■ INSTRUÇÃO A:
Segundo o texto sobre a igreja de São Domingos, há quantos anos está a igreja abandonada?
■ INSTRUÇÃO B:
No texto sobre a igreja de São Domingos, troca "figueira" por "oliveira" e volta a escrever o trecho de "Há razões para" a "o que custar.".
■ INSTRUÇÃO C:
Prossegue o texto sobre a igreja de São Domingos a partir do ponto em que termina.

■ TEXTO PARA LER:
· · · · ·
SÃO DOMINGOS
DOS FORTIOS – UMA IGREJA A PRESERVAR
Entre as várias
dezenas de locais de culto cristão edificados no actual município de
Portalegre, a igreja de São Domingos tem um estatuto especial. Abandonada e
progressivamente arruinada desde há 90 anos a esta parte, continua a atrair a
atenção da população local, dos investigadores e dos interessados pelo
património religioso.
Há razões para tal.
Não podendo considerar-se um monumento cimeiro na arte nacional ou sequer
regional, possui ainda assim elementos materiais e imateriais que a elevam a um
estatuto ímpar, como edifício e como memória. Passadas nove décadas de erosão,
bem merece um restauro e uma reedificação que respeitem todos os valores que a
envolvem e que a ela estão subjacentes. Decerto não se descobrirá aí “o maior
tesouro junto que há no mundo” nem “os dous sinos muito grandes enterrados ao
pé de uma figueira alvar, cheios de ouro amoedado”. O tesouro é outro – e deve
ser preservado custe o que custar.
· · · · ·
■ REGISTOS DE DADOS:
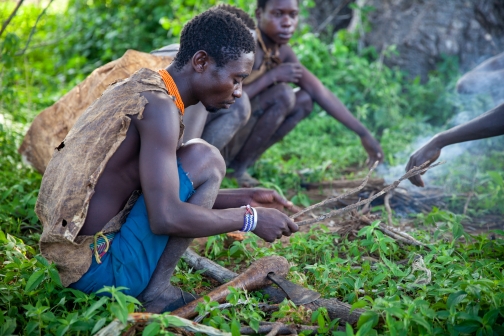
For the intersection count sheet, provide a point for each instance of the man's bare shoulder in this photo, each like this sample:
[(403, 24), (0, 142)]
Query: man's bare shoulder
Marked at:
[(287, 55), (160, 118)]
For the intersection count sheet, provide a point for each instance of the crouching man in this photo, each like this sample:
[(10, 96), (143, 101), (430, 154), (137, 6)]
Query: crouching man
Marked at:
[(121, 199)]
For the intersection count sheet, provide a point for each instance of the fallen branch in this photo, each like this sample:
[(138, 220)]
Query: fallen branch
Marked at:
[(336, 198), (211, 269), (386, 201), (9, 19), (343, 184), (335, 308), (413, 172)]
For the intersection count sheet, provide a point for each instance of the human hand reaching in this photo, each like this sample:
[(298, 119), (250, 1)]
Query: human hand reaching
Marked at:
[(429, 152)]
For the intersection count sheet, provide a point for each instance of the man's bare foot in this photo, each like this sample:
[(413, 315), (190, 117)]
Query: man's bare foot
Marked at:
[(169, 300)]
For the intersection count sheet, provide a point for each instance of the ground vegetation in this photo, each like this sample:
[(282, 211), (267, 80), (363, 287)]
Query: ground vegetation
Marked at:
[(43, 56)]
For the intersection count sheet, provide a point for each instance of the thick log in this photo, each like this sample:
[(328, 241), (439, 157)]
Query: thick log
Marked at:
[(254, 278), (335, 308)]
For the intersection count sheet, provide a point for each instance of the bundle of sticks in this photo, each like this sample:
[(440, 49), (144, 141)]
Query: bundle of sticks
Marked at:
[(257, 276)]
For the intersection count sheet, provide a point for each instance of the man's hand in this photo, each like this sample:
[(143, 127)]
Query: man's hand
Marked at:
[(373, 148), (256, 197), (273, 224), (428, 152), (267, 198), (287, 73)]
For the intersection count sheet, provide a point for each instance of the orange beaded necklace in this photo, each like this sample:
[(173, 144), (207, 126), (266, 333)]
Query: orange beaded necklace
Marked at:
[(172, 89)]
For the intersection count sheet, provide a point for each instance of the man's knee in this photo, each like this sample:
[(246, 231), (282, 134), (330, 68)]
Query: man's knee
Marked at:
[(202, 161)]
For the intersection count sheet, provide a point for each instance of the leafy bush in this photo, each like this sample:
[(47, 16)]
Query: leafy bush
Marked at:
[(465, 292)]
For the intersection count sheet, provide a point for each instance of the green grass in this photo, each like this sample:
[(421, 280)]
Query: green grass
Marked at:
[(465, 295)]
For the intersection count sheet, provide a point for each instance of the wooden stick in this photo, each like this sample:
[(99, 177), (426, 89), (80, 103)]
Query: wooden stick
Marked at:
[(413, 172), (343, 184), (334, 199), (335, 308), (211, 269), (386, 201)]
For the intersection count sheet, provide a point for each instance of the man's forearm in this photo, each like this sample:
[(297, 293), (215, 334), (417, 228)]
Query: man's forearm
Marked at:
[(487, 125), (230, 198)]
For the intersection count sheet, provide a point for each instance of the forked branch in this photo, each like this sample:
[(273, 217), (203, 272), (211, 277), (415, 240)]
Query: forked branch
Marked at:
[(413, 172)]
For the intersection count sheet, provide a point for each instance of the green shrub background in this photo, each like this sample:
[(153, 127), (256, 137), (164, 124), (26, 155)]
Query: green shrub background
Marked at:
[(466, 293)]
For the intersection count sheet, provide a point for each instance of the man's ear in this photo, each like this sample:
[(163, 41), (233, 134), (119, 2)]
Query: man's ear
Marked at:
[(258, 13), (200, 61)]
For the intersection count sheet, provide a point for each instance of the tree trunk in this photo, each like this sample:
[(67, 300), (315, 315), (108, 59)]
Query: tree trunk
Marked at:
[(424, 30)]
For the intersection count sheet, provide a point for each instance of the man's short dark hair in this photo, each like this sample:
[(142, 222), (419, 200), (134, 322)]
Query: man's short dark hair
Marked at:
[(240, 13), (221, 34), (262, 3)]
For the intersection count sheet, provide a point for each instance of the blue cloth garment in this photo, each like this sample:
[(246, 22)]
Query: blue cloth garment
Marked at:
[(134, 251)]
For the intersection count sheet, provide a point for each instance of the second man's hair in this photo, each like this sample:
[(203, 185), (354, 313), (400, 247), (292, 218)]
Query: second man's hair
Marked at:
[(221, 34)]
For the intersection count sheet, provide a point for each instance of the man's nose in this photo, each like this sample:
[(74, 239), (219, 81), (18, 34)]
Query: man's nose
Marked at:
[(286, 21), (238, 91)]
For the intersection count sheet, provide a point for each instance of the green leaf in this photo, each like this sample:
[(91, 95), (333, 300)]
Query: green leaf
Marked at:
[(490, 317), (98, 325), (367, 317), (497, 178), (349, 330), (53, 273), (88, 313), (421, 321), (152, 329), (358, 304), (365, 328), (235, 327), (467, 327), (34, 280), (42, 260), (378, 279), (8, 327), (119, 312), (455, 298)]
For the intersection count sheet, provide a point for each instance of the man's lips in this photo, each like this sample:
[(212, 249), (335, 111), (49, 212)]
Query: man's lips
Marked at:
[(228, 104), (285, 36)]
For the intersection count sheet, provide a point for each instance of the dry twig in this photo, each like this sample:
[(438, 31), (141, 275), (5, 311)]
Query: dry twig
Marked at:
[(386, 201), (413, 172), (337, 198)]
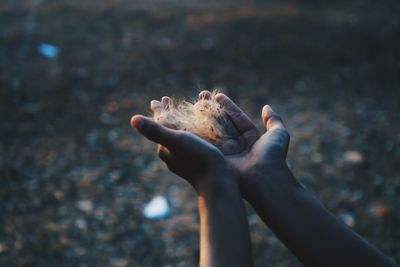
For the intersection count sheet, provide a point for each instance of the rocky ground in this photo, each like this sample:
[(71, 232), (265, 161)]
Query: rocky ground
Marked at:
[(74, 177)]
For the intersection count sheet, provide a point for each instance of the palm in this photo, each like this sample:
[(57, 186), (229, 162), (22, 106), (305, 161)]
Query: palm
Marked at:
[(244, 145)]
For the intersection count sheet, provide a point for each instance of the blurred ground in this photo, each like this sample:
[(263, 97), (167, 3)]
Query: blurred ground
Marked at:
[(74, 177)]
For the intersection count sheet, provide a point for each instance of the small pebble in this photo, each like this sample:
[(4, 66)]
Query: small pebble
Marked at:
[(157, 208)]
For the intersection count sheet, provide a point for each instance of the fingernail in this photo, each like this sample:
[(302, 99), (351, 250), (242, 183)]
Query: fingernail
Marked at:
[(138, 123)]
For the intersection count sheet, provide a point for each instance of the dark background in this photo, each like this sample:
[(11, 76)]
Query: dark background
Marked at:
[(74, 177)]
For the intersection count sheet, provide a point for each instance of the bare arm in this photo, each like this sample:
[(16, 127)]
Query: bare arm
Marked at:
[(303, 224)]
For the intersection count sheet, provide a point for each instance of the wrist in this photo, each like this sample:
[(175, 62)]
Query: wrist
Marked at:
[(268, 178), (217, 183)]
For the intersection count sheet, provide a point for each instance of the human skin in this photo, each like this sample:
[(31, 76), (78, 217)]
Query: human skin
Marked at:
[(300, 221), (224, 233)]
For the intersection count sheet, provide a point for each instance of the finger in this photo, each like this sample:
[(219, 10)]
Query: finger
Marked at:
[(155, 106), (205, 95), (156, 132), (241, 121), (164, 154), (271, 119), (166, 102)]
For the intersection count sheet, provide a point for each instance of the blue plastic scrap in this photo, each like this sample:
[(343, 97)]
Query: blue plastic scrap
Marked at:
[(48, 50)]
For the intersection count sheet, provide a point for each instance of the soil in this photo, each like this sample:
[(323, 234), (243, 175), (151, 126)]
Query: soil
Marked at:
[(74, 177)]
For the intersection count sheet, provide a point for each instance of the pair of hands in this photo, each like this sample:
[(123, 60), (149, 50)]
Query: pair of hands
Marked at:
[(244, 153)]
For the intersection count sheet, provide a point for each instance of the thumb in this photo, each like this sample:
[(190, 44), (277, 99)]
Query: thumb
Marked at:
[(271, 119), (155, 131)]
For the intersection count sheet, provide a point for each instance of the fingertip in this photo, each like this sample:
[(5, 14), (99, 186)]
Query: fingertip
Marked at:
[(205, 94), (137, 122), (220, 98), (165, 99), (155, 105)]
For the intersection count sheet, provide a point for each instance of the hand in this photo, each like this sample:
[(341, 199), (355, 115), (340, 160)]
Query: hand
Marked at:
[(246, 148), (185, 154)]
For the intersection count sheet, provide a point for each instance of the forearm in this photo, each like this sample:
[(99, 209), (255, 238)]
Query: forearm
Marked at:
[(306, 227), (224, 233)]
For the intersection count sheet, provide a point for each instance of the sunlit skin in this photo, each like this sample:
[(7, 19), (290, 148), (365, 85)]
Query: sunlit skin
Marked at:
[(224, 233), (255, 162), (305, 226)]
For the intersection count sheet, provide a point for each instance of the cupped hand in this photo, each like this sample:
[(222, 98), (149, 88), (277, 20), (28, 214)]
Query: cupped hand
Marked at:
[(250, 151), (185, 154)]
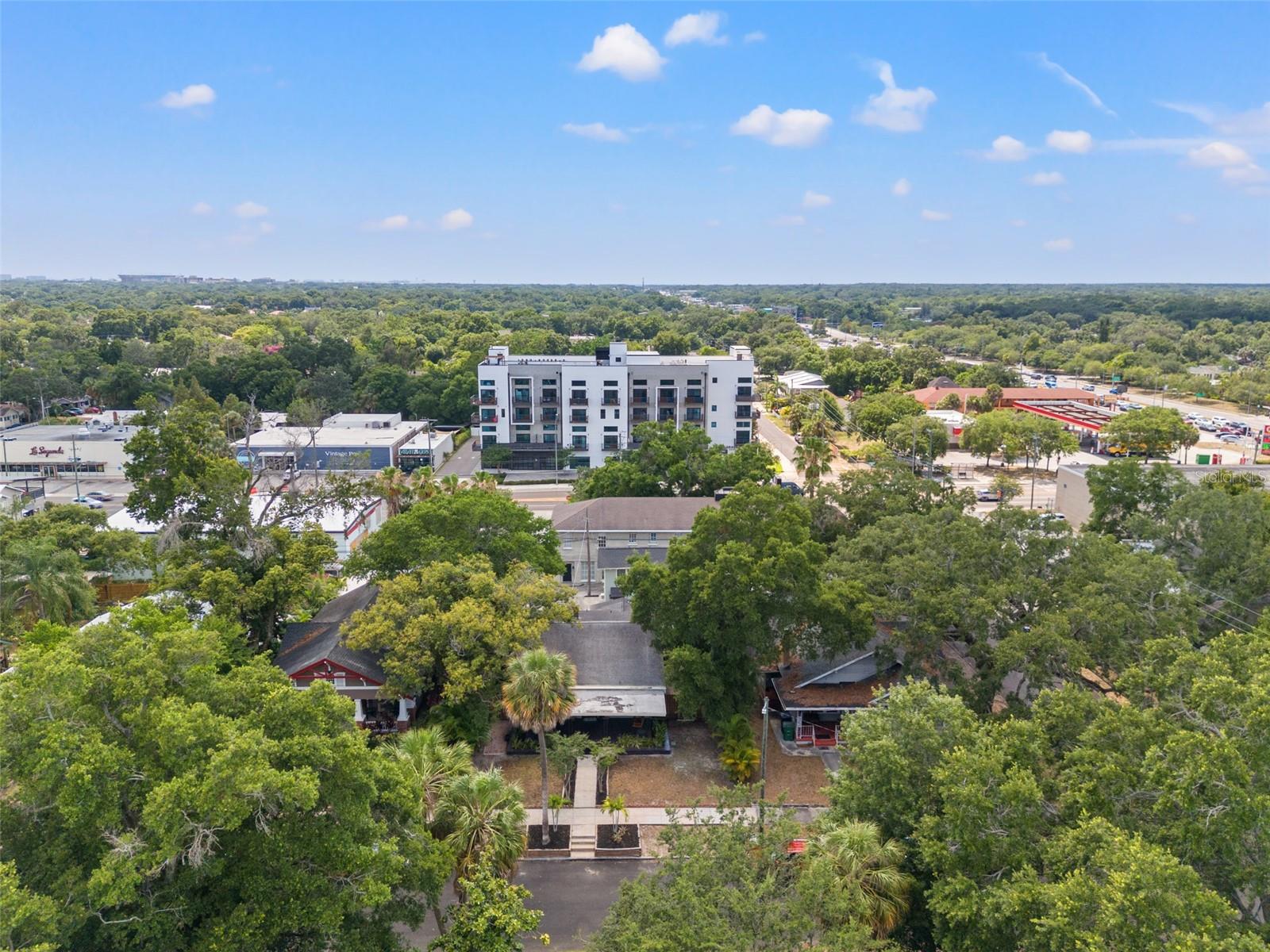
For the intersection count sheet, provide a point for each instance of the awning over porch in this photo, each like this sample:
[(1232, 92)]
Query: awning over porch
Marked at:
[(620, 702)]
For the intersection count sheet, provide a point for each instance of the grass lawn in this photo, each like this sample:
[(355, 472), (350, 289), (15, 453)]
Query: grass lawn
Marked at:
[(689, 774)]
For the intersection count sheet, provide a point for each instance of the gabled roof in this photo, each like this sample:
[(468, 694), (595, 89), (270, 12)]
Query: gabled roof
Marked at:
[(321, 639), (630, 514)]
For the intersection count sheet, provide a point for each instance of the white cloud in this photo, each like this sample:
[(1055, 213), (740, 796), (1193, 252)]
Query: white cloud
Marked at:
[(1007, 149), (197, 94), (696, 29), (1076, 141), (394, 222), (793, 127), (625, 51), (1045, 178), (597, 131), (1219, 154), (1254, 122), (456, 219), (1248, 175), (895, 109), (1045, 63)]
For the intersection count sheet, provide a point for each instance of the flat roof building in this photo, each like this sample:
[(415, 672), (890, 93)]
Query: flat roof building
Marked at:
[(562, 410)]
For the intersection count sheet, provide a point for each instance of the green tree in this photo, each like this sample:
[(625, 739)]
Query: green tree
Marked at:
[(537, 696), (873, 414), (1155, 431), (484, 816), (192, 801), (854, 873), (44, 582), (743, 587), (920, 437), (451, 526), (491, 918), (452, 628), (1132, 501)]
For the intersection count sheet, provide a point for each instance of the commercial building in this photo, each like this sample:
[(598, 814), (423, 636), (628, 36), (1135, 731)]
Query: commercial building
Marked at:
[(342, 443), (59, 451), (1072, 494), (552, 412), (598, 536), (931, 397)]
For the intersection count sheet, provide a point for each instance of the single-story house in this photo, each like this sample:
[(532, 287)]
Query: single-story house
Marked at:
[(598, 536), (315, 651), (620, 687), (818, 692), (802, 381)]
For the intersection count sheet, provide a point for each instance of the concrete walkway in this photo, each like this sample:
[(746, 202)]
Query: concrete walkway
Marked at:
[(584, 816)]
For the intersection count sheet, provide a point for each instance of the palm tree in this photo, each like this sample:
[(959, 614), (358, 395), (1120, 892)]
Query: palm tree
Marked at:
[(484, 816), (537, 696), (433, 765), (44, 582), (863, 873), (394, 486), (812, 459)]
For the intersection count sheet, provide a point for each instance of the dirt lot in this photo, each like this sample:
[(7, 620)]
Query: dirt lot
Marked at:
[(686, 776), (527, 772)]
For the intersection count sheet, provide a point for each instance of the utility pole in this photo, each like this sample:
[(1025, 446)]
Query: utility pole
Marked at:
[(586, 535), (75, 465), (762, 763)]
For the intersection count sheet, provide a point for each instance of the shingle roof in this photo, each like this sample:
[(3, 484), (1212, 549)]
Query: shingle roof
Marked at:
[(632, 513), (607, 654), (321, 638)]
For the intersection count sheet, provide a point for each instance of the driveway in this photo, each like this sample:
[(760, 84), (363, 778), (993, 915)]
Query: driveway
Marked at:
[(573, 894)]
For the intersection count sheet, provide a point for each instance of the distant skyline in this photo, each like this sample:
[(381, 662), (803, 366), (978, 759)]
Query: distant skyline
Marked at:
[(618, 143)]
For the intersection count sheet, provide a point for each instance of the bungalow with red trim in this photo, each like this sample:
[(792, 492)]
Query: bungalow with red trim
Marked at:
[(315, 651)]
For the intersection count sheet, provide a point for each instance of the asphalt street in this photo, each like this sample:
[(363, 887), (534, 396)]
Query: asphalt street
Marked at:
[(573, 894)]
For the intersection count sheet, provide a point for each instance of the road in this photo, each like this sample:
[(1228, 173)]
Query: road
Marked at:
[(575, 896)]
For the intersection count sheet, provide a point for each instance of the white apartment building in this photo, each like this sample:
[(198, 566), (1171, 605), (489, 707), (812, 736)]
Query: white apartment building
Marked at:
[(552, 409)]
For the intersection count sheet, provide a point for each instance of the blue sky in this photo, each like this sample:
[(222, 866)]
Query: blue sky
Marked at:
[(616, 143)]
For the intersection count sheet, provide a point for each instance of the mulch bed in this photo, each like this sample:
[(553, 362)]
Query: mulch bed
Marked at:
[(607, 838), (558, 837)]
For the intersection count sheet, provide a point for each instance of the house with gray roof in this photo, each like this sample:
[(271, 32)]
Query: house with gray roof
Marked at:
[(622, 685), (315, 651), (600, 536)]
· · · · ·
■ RESULTADO DA TAREFA A:
Há 90 anos.

■ RESULTADO DA TAREFA B:
Há razões para tal.
Não podendo considerar-se um monumento cimeiro na arte nacional ou sequer
regional, possui ainda assim elementos materiais e imateriais que a elevam a um
estatuto ímpar, como edifício e como memória. Passadas nove décadas de erosão,
bem merece um restauro e uma reedificação que respeitem todos os valores que a
envolvem e que a ela estão subjacentes. Decerto não se descobrirá aí “o maior
tesouro junto que há no mundo” nem “os dous sinos muito grandes enterrados ao
pé de uma oliveira alvar, cheios de ouro amoedado”. O tesouro é outro – e deve
ser preservado custe o que custar.

■ RESULTADO DA TAREFA C:
*
A igreja de São
Domingos, matriz de Fortios, situa-se a curta distância do cemitério da
localidade, sobrepondo-se a um conjunto de ruínas que, decerto, remontam à
época luso-romana. É ainda hoje fácil encontrar nas suas redondezas materiais
de superfície desses tempos e aí foram descobertas pelo menos duas inscrições
em caracteres latinos. Uma delas, datável do século I d. C., muito mutilada e
hoje desaparecida em local incerto do Museu Nacional de Arqueologia, está
estudada e pertencerá a uma estela funerária de um escravo liberto. A segunda,
ainda no local, tem gerado grandes dúvidas de leitura (“um texto assaz
sibilino”, escreveu José d’ Encarnação): estando escrita no alfabeto latino,
apresenta uma expressão púnica (língua falada pelos indígenas) que indica a
existência no local de uma albergaria (o que está de acordo tanto com a
passagem pelas proximidades de uma via romana quanto com alguns topónimos locais,
com a mesma origem semita).
As estruturas
existentes no local – há alguns séculos decerto mais visíveis do que agora –
intrigaram certamente quem as vislumbrava. Chegou-se a localizar aí a cidade de
Ammaia, por causa das “grandes ruínas de edifícios antigos e muitas pedras de
cantaria lavradas”, que foram interpretadas como “povoação grande” (Pe. Sotto Maior,
1616) ou, em alternativa, “algum Comvento” (Pe. Freire Tavares, 1758). Há
depois, ainda hoje, vestígios pétreos no edifício indicando que aos edifícios
luso-romanos deve ter sucedido alguma igreja (paleo-cristã, visigótica ou
moçárabe), anterior portanto à nossa nacionalidade. O orago São Domingos é assim
estranho à vista destes dados: ou se deve a uma substituição ocorrida nos
séculos XIII ou XIV ou, então, resulta da metamorfose do nome de uma divindade
anterior ao cristianismo.
*
A igreja que hoje
conhecemos, apesar de abandonada e meio-arruinada, permite-nos entender o que
foi a sua evolução a partir de finais do século XV. Deve resultar da reconstrução
total do edifício anterior à Reconquista Cristã em época indeterminada.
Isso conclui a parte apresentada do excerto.